My wifes new Weatherby Camilia needs 10 shots after cleaning to settle back down to tight groups. I only cleaned it more frequently due to the mythical "break-in" period, but frankly if it takes almost a dozen rounds to settle it down after cleaning, I'm done cleaning it until it opens to 2MOA. Thats probably going to be quite a few rounds down the road.

-DallanC


----------



## ridgetop (Sep 13, 2007)

DallanC said:


> I never clean until groups start to open up. Some of my better rifles I dont clean in under 100 or so rounds. Some need frequent cleaning. All require a few fouling shots to dial back in after cleaning EXCEPT for my smokepoles. Those I want first shot = clean barrel accuracy.

*Exercise brief*. Print everything in the rifle-cleaning thread from "My wifes new" down to "down the road.".

Records from a point-labeling set
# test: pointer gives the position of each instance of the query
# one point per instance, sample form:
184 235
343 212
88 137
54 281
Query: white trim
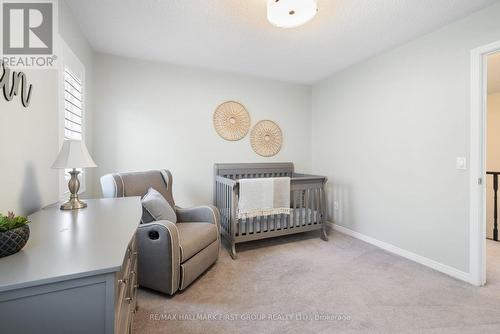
477 220
454 272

*Answer to the exercise*.
My wifes new Weatherby Camilia needs 10 shots after cleaning to settle back down to tight groups. I only cleaned it more frequently due to the mythical "break-in" period, but frankly if it takes almost a dozen rounds to settle it down after cleaning, I'm done cleaning it until it opens to 2MOA. Thats probably going to be quite a few rounds down the road.